Условие задания:
Перепишите, пожалуйста, все записи ниже, заменив каждое «Target» на «Object» и оставив всё остальное без изменений. Изображения в ответ не включайте.

Записи набора данных о расположении объектов:
══════
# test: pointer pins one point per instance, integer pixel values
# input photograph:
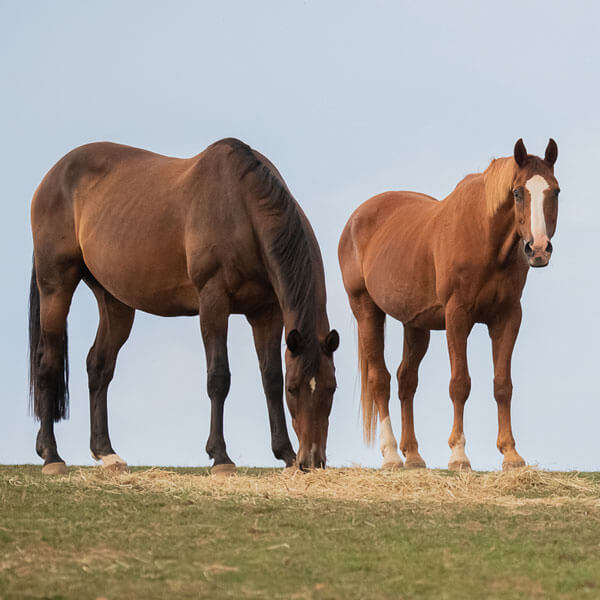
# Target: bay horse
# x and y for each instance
(447, 265)
(212, 235)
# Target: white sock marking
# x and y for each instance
(458, 452)
(536, 186)
(387, 443)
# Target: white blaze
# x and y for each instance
(536, 187)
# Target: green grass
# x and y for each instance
(60, 538)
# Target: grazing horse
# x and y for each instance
(447, 265)
(212, 235)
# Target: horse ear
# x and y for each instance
(332, 341)
(551, 152)
(520, 152)
(294, 341)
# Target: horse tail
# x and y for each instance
(60, 401)
(367, 402)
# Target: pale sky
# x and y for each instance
(347, 99)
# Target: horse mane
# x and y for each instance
(286, 245)
(498, 179)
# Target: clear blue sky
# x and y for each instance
(348, 99)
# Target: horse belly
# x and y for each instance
(402, 283)
(141, 264)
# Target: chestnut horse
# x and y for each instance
(447, 265)
(213, 235)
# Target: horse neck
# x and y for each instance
(309, 316)
(496, 229)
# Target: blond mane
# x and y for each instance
(498, 180)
══════
Письменный ответ:
# test: pointer pins one point per instance, integer pixel values
# input photograph:
# Object: bay horse
# x and y for each instance
(447, 265)
(212, 235)
# Object: white sock marking
# x and y for each instance
(458, 452)
(536, 186)
(387, 443)
# Object: white blaze
# x and y for each instance
(536, 187)
# Object: green grass
# x and y for each instance
(60, 538)
# Object: grazing horse
# x and y for each instance
(447, 265)
(212, 235)
# Object: horse ear
# x and y for each instance
(332, 341)
(551, 152)
(520, 152)
(294, 341)
# Object: horse tail
# x and y for each instance
(60, 401)
(367, 402)
# Object: pale sky
# x and y for each instance
(347, 99)
# Object: horse mane
# x and y for each instance
(286, 245)
(498, 179)
# Object: clear blue sky
# x and y for each instance
(348, 99)
# Object: horse belly
# x and y for each instance
(402, 283)
(141, 264)
# Object: chestnut horse
# x and y for each instance
(447, 265)
(213, 235)
# Object: horse neck
# x and y for each instance
(309, 316)
(496, 229)
# Object: blond mane
# x and y for each instance
(498, 180)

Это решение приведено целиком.